=== Instructions to follow ===
Without omitting anything, copy the data exactly.

[Source records]

..............................

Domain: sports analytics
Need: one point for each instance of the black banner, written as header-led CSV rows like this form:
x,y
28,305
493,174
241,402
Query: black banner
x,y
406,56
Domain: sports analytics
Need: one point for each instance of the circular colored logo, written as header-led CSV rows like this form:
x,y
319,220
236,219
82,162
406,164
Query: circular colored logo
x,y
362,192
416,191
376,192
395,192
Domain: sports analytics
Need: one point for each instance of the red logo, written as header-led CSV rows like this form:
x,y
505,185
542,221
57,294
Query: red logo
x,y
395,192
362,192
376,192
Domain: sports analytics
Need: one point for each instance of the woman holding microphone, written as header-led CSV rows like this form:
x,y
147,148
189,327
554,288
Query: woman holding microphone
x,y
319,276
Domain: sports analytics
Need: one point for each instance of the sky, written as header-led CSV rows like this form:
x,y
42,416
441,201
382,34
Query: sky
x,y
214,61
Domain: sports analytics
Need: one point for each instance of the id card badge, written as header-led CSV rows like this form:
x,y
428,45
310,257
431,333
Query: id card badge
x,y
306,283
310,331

..............................

=== Completed task ===
Domain: sports analytics
Need: one point for each instance of the black banner, written as header-led CSV rows like this form:
x,y
28,305
493,174
241,402
Query: black banner
x,y
406,56
Domain: sports analytics
Need: one point for each instance of the circular colored logo, written as header-led CSV rows like this form:
x,y
319,220
236,219
82,162
406,164
Query: circular colored logo
x,y
362,192
416,191
376,192
395,192
Domain: sports analytics
Need: one point for each instance of the red logo, written as header-led CSV rows like this form:
x,y
505,185
542,221
57,294
Query: red logo
x,y
395,192
362,192
376,192
Domain: sports analytics
Need: one point for each instance of the woman holding microphone, written as header-led CSV rows like this form:
x,y
147,148
189,327
554,288
Query: woman holding microphone
x,y
319,276
Domain: sports analytics
Need: one point for each instance of the sky, written as header-led CSV rows like this form:
x,y
42,416
441,201
382,34
Query: sky
x,y
214,61
Domain: sports analytics
Need: one point for each instance of the id card badge, written as header-led CSV rows like this form:
x,y
428,45
310,257
431,333
Query: id card badge
x,y
306,283
310,331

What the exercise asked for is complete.